▸ ARTICLE:
================================

SEO mistakes negatively impact search visibility, ranking, organic traffic, and UX. If something hurts your rankings, it needs to be fixed.
It isn’t too hard to fix an SEO mistake.
It’s difficult to find mistakes especially if you have embedded them into your SEO strategy. You need someone outside your business to evaluate your strategy to find bugs and issues.
This is what this article does.
You don’t have to consult an SEO expert. Go through these 10 SEO mistakes, see if you are making any of these, and follow the steps to fix each.
1. Poor Keyword Research
Lack of keyword research is one of the most common SEO mistakes. Marketers tend to write on topics they ‘perceive’ to be relevant to their businesses.
Keyword research is the process of finding relevant keywords for your business. It isn’t OK to write about just any keyword or topic based on your gut feeling even if it’s highly relevant to your product.
As much as 97% of pages in Google receive zero traffic. This study was based on the analysis of 14 billion pages (the sample is quite huge and thus can be generalized):
Poor keyword research has two aspects:
- No keyword research at all. In this case, people tend to pick topics randomly.
- Improper keyword research is where you do conduct research for keywords but it isn’t as detailed and thorough as it should be. You end up targeting keywords that might not be fruitful for SEO.
Poor keyword research has multiple drawbacks:
- You rank for irrelevant keywords that drive no value to your business
- You receive traffic but it doesn’t convert
- Low rankings and organic traffic.
How to Do Proper Keyword Research
Keyword research helps you find and target words and phrases your ideal customers use to find products and services you are selling. It helps you understand your audience and the way they find what they are looking for.
Finding the right keywords for SEO is a detailed and systematic process that has the following stages:
- Understanding search intent
- Developing seed keywords
- Keyword analysis
- Prioritizing keywords
- Finding more relevant keywords.
It’s essential to use a keyword research tool like Ahrefs or Google Keyword Planner to find monthly search volumes, keyword difficulty, competition, trends and seasonal impact, search intent, and other relevant metrics.
Check out this keyword research guide to find more details.
2. Ignoring Search Intent
Keyword research isn’t equivalent to search intent. If you have a list of keywords to target, it doesn’t mean you can skip intent.
Search intent is the reason behind a search query. It’s essential to target the right intent to rank for a particular keyword in SERPs. If you end up ignoring intent, you won’t rank for even the easiest keywords.
Even if you rank by skipping keyword intent, you won’t receive enough organic traffic.
For example, a person searching for ‘customer support tools’ is interested in a customer support platform list. If you have written a guide on customer support tools, you might not rank at all for this keyword unless you change the keyword or change your content.
Inspecting Google will show you the intent as the content ranked for this query includes a list of customer support apps:
It’s a common SEO mistake where marketers don’t look at the reason why people type a search query and thus end up with poor rankings.
How to Target Search Intent
Ideally, you should track search intent during the keyword research process (see above). Most keyword research platforms mention intent which makes your job easier.
There are four main types of intents:
- Informational
- Commercial
- Transactional
- Navigational.
If you have published content already, you need to revamp content to meet searcher needs by fulfilling the right intent:
You can do this by looking at the type of content already ranking on the first page. This will give you a good idea of what type of content people want to see for a specific query.
3. Low Quality Content
The quality of content you publish has a positive association with search visibility and rankings. Creating high quality, original, and valuable content requires time and other resources.

================================

▸ THE INPUT:
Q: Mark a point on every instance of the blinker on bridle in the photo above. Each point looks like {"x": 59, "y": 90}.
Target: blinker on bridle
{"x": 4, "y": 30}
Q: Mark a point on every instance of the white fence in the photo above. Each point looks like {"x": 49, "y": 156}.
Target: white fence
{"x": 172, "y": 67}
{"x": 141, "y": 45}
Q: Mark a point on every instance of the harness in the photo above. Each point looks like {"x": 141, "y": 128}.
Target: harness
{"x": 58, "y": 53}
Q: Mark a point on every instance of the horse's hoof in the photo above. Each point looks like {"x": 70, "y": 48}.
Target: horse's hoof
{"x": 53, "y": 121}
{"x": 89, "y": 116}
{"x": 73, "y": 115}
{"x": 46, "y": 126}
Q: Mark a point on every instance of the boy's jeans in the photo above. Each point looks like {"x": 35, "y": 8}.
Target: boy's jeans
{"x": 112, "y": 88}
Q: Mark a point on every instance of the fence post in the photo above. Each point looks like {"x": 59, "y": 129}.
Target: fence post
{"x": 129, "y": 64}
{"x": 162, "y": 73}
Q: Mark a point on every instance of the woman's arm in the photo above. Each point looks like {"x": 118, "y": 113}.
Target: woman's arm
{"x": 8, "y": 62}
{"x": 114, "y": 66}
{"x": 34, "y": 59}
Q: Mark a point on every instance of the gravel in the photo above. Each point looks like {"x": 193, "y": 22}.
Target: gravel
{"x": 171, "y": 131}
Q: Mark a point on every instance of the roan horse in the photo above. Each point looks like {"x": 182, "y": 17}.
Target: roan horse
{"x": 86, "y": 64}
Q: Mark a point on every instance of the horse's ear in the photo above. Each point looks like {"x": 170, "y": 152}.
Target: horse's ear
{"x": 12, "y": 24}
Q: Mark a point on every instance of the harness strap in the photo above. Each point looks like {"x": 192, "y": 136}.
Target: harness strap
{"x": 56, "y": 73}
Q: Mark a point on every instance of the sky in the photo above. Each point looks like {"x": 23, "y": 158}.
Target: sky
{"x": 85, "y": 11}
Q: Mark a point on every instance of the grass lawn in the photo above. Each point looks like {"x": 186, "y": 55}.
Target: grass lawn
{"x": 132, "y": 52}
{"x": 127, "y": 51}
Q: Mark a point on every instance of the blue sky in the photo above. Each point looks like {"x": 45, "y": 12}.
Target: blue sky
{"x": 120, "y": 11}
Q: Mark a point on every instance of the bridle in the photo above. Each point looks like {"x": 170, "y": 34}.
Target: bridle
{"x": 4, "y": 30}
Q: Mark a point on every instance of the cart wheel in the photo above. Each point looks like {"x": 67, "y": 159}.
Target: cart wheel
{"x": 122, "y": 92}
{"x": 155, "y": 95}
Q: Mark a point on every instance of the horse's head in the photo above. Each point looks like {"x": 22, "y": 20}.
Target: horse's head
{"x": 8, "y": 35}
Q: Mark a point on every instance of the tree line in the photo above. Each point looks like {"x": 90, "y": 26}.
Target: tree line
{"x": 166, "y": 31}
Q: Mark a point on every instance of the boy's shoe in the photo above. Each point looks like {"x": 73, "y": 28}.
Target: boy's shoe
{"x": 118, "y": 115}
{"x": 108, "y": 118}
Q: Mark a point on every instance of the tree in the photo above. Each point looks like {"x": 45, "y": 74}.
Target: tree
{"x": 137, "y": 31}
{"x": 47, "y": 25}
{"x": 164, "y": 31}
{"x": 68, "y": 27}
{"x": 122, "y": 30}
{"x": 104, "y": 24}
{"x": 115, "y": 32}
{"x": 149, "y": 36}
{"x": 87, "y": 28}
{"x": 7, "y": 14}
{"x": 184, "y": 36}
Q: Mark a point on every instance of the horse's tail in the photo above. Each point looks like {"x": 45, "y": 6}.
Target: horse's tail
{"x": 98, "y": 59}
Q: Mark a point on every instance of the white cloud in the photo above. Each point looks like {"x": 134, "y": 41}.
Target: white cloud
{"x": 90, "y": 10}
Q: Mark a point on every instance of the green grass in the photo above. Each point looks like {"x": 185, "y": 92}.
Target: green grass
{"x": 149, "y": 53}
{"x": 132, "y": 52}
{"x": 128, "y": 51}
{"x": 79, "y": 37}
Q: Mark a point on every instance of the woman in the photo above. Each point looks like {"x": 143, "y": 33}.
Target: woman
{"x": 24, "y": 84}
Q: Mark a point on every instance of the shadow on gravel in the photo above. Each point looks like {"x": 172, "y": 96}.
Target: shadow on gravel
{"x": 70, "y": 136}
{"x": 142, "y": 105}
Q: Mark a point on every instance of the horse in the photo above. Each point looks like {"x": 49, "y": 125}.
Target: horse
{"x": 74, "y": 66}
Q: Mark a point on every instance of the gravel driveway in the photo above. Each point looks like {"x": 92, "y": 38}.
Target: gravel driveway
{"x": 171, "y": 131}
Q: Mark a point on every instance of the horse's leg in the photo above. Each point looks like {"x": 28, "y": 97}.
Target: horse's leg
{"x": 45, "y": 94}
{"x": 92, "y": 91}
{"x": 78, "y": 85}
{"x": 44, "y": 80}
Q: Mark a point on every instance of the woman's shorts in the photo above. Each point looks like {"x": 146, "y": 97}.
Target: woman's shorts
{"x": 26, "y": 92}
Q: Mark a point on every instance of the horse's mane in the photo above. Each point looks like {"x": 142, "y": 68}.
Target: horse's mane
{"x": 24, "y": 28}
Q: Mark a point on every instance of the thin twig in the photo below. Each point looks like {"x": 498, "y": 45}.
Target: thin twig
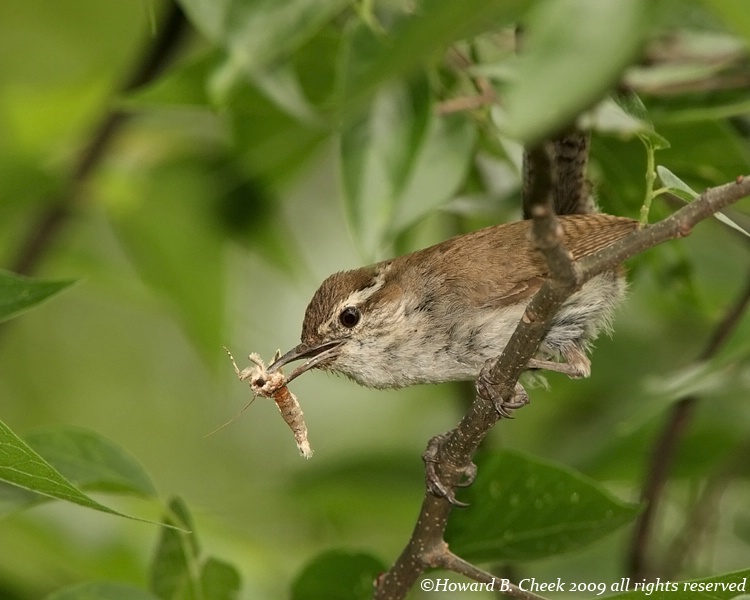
{"x": 665, "y": 448}
{"x": 451, "y": 562}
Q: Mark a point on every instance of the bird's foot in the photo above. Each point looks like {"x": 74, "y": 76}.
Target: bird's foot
{"x": 435, "y": 484}
{"x": 486, "y": 389}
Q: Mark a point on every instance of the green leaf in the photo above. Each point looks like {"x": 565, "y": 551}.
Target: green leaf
{"x": 734, "y": 14}
{"x": 102, "y": 590}
{"x": 682, "y": 190}
{"x": 523, "y": 508}
{"x": 716, "y": 587}
{"x": 85, "y": 459}
{"x": 399, "y": 161}
{"x": 573, "y": 51}
{"x": 219, "y": 580}
{"x": 256, "y": 34}
{"x": 165, "y": 224}
{"x": 90, "y": 461}
{"x": 417, "y": 38}
{"x": 338, "y": 575}
{"x": 179, "y": 572}
{"x": 21, "y": 466}
{"x": 173, "y": 568}
{"x": 675, "y": 185}
{"x": 19, "y": 293}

================================

▸ SET TASKS:
1. Pick out every line of the records that contains the string "bridle", treating case as significant.
2. Carry on the article about SEO mistakes from the point at which it stops.

▸ WRITTEN RESPONSES:
1.
Q: Mark a point on every instance of the blinker on bridle in the photo above. Each point looks like {"x": 59, "y": 90}.
Target: blinker on bridle
Q: Mark a point on every instance of the bridle in the photo above. Each point looks like {"x": 170, "y": 34}.
Target: bridle

2.
Most businesses don’t have the necessary resources to come up with quality content.
They end up publishing low-quality content that never ranks.
Low quality content comes in different forms and shapes:
- Unoriginal content
- Thin content
- Incomplete content
- Low value content.
You can either create low-quality content unintentionally or you can do it on purpose to save cost and publish content more often.
In either case, you can’t do good in SERPs with low quality content as search engines and people don’t like it.
How to Avoid Low Quality Content
You should create helpful, people first content. It is the content that’s written by an expert for a specific audience instead of search engines.
Google has clear instructions on how to create valuable content for people here. Here’s what Google says:
Google’s system is designed to present helpful, reliable information created to benefit people, not to gain search engine rankings…
E-E-A-T is another concept used by Google to show results to its users that demonstrate experience, expertise, authoritativeness, and trustworthiness.
High quality content is:
- Helpful
- Written for people
- Accurate
- Written by an expert
- Showcases authority and trust
- Readable and informative.
Read more about creating helpful, valuable content that search engines love here.
4. Not Building Backlinks
Just because you are publishing high quality, valuable, and helpful content on your blog doesn’t mean you will rank for it. A lot of businesses make the SEO mistake of not building backlinks assuming that publishing people first content is enough.
Well, it’s not.
You can’t rank in search engines only by creating great content. This is because search engines consider backlinks as votes and popularity signals. More backlinks mean more people citing your content – indicating that it’s popular and worth ranking.
The number of backlinks from unique referring domains is a primary Google ranking factor that carries a lot of weightage:
Even if you manage to rank without backlinks, your competitors with higher domain authority can easily outrank you.
The probability of ranking a website with high quality content without backlinks is quite low. On the flip side, the probability of ranking a website with average content having backlinks is significantly high.
Another related SEO mistake is when you buy backlinks.
Buying backlinks is more dangerous than not building backlinks because paid links or reciprocal links violate Google policy:
When you don’t build backlinks, you aren’t violating any policy. You are just not promoting your website and content. But when you buy links, you violate policy which has serious consequences.
How to Build Backlinks
Acquiring backlinks is a time-consuming process (a reason why most businesses ignore it). There’s no shortcut to building quality backlinks that search engines love.
Low-quality backlinks or PBNs will do more harm than good (and might lead to Google penalties).
The first rule is: Do not build low quality, spammy backlinks.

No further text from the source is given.